*WHAT IS REQUIRED*
Change each "keypoint" in the data below to "marker" and write all of it out again with nothing else altered. Leave the pictures out of your answer.

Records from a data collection

————————

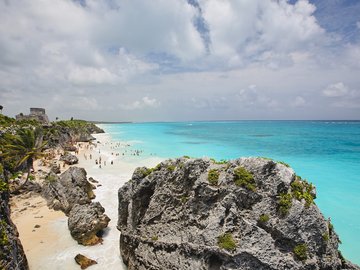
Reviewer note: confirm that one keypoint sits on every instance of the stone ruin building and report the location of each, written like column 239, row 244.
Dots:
column 35, row 114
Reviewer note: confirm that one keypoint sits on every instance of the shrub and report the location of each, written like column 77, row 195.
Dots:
column 285, row 203
column 300, row 252
column 171, row 168
column 302, row 190
column 184, row 199
column 226, row 241
column 50, row 178
column 263, row 218
column 213, row 177
column 3, row 236
column 244, row 178
column 326, row 236
column 155, row 238
column 3, row 186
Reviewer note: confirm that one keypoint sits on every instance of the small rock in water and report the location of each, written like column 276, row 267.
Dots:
column 84, row 261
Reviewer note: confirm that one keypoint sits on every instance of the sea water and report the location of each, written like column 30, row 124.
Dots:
column 326, row 153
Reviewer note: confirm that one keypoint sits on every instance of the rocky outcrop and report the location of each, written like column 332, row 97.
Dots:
column 69, row 159
column 250, row 213
column 12, row 256
column 85, row 221
column 72, row 193
column 84, row 261
column 70, row 188
column 70, row 148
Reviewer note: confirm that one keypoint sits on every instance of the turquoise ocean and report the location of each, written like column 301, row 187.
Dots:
column 326, row 153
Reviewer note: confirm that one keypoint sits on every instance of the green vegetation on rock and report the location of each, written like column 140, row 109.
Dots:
column 300, row 252
column 155, row 238
column 3, row 236
column 213, row 177
column 284, row 203
column 326, row 237
column 244, row 179
column 263, row 218
column 226, row 241
column 171, row 168
column 302, row 190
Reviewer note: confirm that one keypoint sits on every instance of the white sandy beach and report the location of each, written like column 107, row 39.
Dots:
column 50, row 246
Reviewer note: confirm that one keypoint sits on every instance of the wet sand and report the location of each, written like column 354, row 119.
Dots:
column 50, row 246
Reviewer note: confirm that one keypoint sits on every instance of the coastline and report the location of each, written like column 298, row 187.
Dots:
column 51, row 246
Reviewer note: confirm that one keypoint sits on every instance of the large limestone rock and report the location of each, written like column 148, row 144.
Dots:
column 12, row 256
column 70, row 188
column 86, row 223
column 250, row 213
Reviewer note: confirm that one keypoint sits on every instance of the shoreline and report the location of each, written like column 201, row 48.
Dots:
column 51, row 246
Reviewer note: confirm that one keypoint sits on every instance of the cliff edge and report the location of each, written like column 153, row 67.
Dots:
column 249, row 213
column 12, row 256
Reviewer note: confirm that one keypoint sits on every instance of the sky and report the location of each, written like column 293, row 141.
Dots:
column 178, row 60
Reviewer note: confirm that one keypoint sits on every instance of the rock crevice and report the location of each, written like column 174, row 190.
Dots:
column 257, row 215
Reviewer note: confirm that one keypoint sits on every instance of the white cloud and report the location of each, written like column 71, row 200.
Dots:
column 336, row 90
column 242, row 30
column 89, row 76
column 145, row 102
column 253, row 97
column 299, row 102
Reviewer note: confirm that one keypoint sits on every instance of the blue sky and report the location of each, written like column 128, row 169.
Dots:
column 170, row 60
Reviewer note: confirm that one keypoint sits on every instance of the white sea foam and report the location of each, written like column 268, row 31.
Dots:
column 111, row 177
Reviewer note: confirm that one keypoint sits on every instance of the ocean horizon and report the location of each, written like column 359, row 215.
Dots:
column 325, row 152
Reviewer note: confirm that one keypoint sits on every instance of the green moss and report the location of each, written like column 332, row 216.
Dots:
column 326, row 236
column 155, row 238
column 284, row 203
column 300, row 252
column 146, row 171
column 50, row 178
column 263, row 218
column 342, row 259
column 213, row 177
column 171, row 168
column 302, row 190
column 184, row 199
column 331, row 227
column 226, row 241
column 3, row 236
column 3, row 186
column 244, row 179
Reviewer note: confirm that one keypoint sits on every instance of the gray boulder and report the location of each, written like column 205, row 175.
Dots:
column 69, row 159
column 250, row 213
column 12, row 256
column 55, row 168
column 86, row 223
column 70, row 188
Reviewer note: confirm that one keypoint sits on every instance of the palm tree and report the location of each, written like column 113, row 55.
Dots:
column 24, row 147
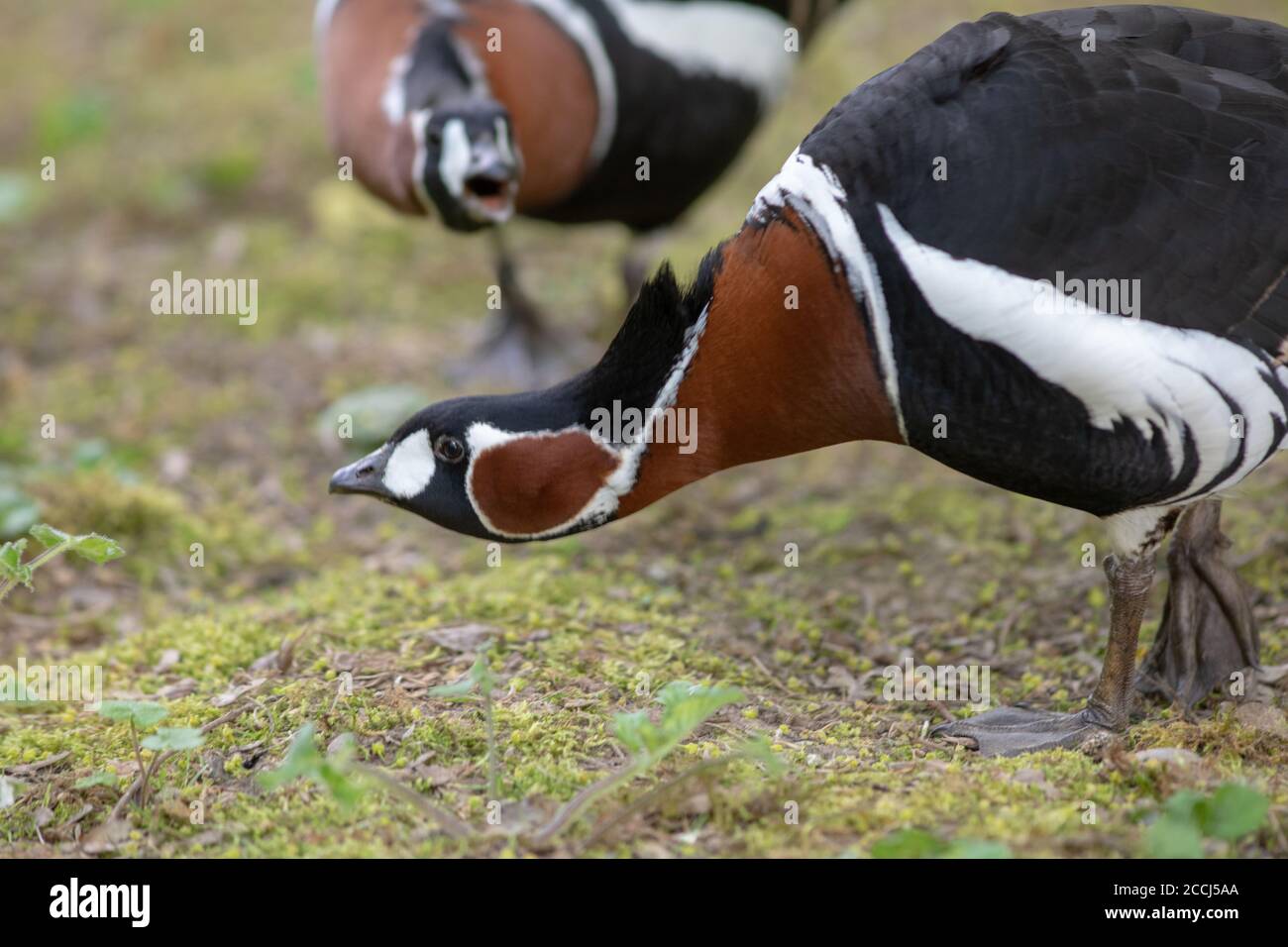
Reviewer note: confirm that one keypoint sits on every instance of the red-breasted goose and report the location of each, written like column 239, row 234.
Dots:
column 475, row 110
column 932, row 227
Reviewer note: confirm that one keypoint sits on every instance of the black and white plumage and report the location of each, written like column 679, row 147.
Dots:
column 931, row 222
column 1115, row 163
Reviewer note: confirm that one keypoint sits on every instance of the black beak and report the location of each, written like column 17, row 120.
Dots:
column 365, row 475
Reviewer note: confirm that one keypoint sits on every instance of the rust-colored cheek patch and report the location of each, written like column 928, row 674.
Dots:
column 535, row 483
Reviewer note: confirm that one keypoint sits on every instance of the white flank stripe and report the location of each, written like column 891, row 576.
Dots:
column 745, row 44
column 814, row 192
column 419, row 125
column 623, row 478
column 581, row 30
column 1122, row 368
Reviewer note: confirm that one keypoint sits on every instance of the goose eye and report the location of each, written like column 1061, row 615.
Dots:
column 449, row 449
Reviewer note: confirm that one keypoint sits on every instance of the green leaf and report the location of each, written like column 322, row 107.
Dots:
column 375, row 412
column 684, row 707
column 174, row 738
column 910, row 843
column 763, row 753
column 97, row 549
column 142, row 712
column 977, row 848
column 11, row 564
column 17, row 510
column 95, row 780
column 478, row 678
column 48, row 536
column 333, row 774
column 1173, row 836
column 1233, row 812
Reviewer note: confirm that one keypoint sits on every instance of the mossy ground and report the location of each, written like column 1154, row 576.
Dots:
column 172, row 432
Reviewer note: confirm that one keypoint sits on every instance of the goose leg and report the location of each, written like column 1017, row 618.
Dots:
column 1207, row 633
column 519, row 351
column 1010, row 731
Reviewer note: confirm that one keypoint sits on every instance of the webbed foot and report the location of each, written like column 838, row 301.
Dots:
column 1012, row 731
column 1207, row 634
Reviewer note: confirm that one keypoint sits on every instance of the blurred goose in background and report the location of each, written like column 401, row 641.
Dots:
column 574, row 111
column 931, row 227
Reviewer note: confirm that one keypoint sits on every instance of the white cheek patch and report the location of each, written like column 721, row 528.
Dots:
column 455, row 159
column 419, row 124
column 411, row 467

————————

*SOLUTION TO THE EXERCISE*
Reviewer note: confirm that one marker sits on every instance of the stone ruin building and report the location of each, written like column 239, row 244.
Dots:
column 35, row 114
Reviewer note: confirm that one marker sits on every instance of the shrub and report the location of each, written like column 77, row 195.
Dots:
column 285, row 203
column 300, row 252
column 171, row 168
column 302, row 190
column 184, row 199
column 226, row 241
column 50, row 178
column 263, row 218
column 213, row 177
column 3, row 236
column 244, row 178
column 326, row 236
column 155, row 238
column 3, row 186
Reviewer note: confirm that one marker sits on every instance of the small rock in water and report the location of each, written like column 276, row 267.
Dots:
column 84, row 261
Reviewer note: confirm that one marker sits on every instance of the sea water and report the location of each, written like column 30, row 124.
Dots:
column 326, row 153
Reviewer note: confirm that one marker sits on every instance of the rocky outcrop and report the location of each, written like column 332, row 97.
Dots:
column 69, row 159
column 250, row 213
column 12, row 256
column 85, row 221
column 72, row 193
column 84, row 261
column 70, row 188
column 70, row 148
Reviewer note: confirm that one marker sits on every instance of the turquoise ocean and report the location of each, written like column 301, row 187.
Dots:
column 326, row 153
Reviewer note: confirm that one marker sits on every instance of the green vegetation on rock and report the location of each, written like column 140, row 109.
Dots:
column 300, row 252
column 155, row 238
column 3, row 236
column 213, row 177
column 284, row 203
column 326, row 237
column 244, row 179
column 263, row 218
column 226, row 241
column 171, row 168
column 302, row 190
Reviewer note: confirm that one marker sits on every instance of the white sandy beach and report the location of each, written like column 107, row 39.
Dots:
column 50, row 246
Reviewer note: confirm that one marker sits on every instance of the wet sand and report the location of each, written like column 354, row 119.
Dots:
column 50, row 246
Reviewer note: confirm that one marker sits on every instance of the coastline and report the location of each, written like column 298, row 187.
Dots:
column 51, row 246
Reviewer note: confirm that one marker sits on every instance of the large limestone rock and report the location of each, written like column 148, row 144.
Dots:
column 12, row 256
column 70, row 188
column 86, row 223
column 250, row 213
Reviewer note: confirm that one marker sits on every instance of the shoreline and report the location of each, written like column 201, row 48.
Dots:
column 51, row 246
Reviewer note: confirm that one marker sits on every instance of the cliff edge and report the location of each, written like column 153, row 67.
Dots:
column 249, row 213
column 12, row 256
Reviewer note: confirm that one marker sits on every instance of the sky and report the location of each, written like column 293, row 141.
Dots:
column 178, row 60
Reviewer note: confirm that one marker sits on every instance of the rock crevice and report the location of each, written like column 174, row 190.
Dots:
column 257, row 215
Reviewer note: confirm that one marker sits on every instance of the white cloud and report the location of each, written like column 71, row 200.
Dots:
column 336, row 90
column 242, row 30
column 89, row 76
column 145, row 102
column 253, row 97
column 299, row 102
Reviewer note: confirm that one marker sits on every instance of the blue sky and report the location of each, written like column 128, row 169.
Dots:
column 170, row 60
Reviewer note: confirm that one marker sits on every instance of the white sea foam and report the location of each, written like column 268, row 31.
Dots:
column 111, row 177
Reviewer note: confirm that one marker sits on every instance of the ocean horizon and report the location of each, written like column 359, row 215.
Dots:
column 325, row 152
Reviewer note: confirm that one marker sits on every instance of the green moss and report the location of each, written like column 332, row 216.
Dots:
column 326, row 236
column 155, row 238
column 284, row 203
column 300, row 252
column 146, row 171
column 50, row 178
column 263, row 218
column 342, row 259
column 213, row 177
column 171, row 168
column 302, row 190
column 184, row 199
column 331, row 227
column 226, row 241
column 3, row 236
column 3, row 186
column 244, row 179
Reviewer note: confirm that one marker sits on every instance of the gray boulder and report the location of each, written like column 205, row 175.
Dots:
column 69, row 159
column 250, row 213
column 12, row 256
column 55, row 168
column 86, row 223
column 70, row 188
Reviewer note: confirm that one marker sits on every instance of the palm tree and report the location of each, written like column 113, row 55.
Dots:
column 24, row 147
Reviewer note: confirm that one marker sits on every instance of the red-breasted goose and report the location of each, written like column 239, row 234.
Dots:
column 475, row 110
column 932, row 227
Reviewer note: confirm that one marker sits on every instance of the black and white plumage and report the location of each, written like column 679, row 147.
Dots:
column 931, row 222
column 1115, row 163
Reviewer note: confirm that one marker sits on every instance of the black beak and report the location of each, written like column 17, row 120.
Dots:
column 365, row 475
Reviewer note: confirm that one marker sits on every instance of the rust-colored cheek patch and report the location of each, written like column 928, row 674.
Dots:
column 535, row 483
Reviewer note: confirm that one marker sits on every instance of the white flank stripe and report the location of each, written like column 891, row 576.
Dots:
column 745, row 44
column 814, row 192
column 419, row 125
column 623, row 478
column 581, row 30
column 1122, row 368
Reviewer note: confirm that one marker sits on every instance of the goose eye and report the location of each, written like column 1061, row 615.
Dots:
column 449, row 449
Reviewer note: confirm that one marker sits on every instance of the green leaf and report the location of each, written like column 322, row 107.
Dots:
column 375, row 412
column 684, row 707
column 174, row 738
column 910, row 843
column 763, row 753
column 97, row 549
column 142, row 712
column 977, row 848
column 11, row 564
column 17, row 510
column 95, row 780
column 478, row 678
column 48, row 536
column 333, row 774
column 1173, row 836
column 1233, row 812
Reviewer note: confirm that one marker sits on every instance of the mossy ground and report the location of each, written like column 1154, row 576.
Dots:
column 172, row 432
Reviewer note: confirm that one marker sits on every instance of the goose leg and report the location of each, written like column 1017, row 618.
Dots:
column 1207, row 633
column 519, row 351
column 1010, row 731
Reviewer note: confirm that one marker sits on every instance of the webbed foot and report the location of each, written like column 838, row 301.
Dots:
column 1012, row 731
column 1207, row 634
Reviewer note: confirm that one marker sits on every instance of the blurred goose in background and report the location of each, written like column 401, row 641.
Dots:
column 574, row 111
column 931, row 227
Reviewer note: confirm that one marker sits on every instance of the white cheek patch and report the location of each, written like column 721, row 528.
Dots:
column 455, row 159
column 419, row 124
column 411, row 467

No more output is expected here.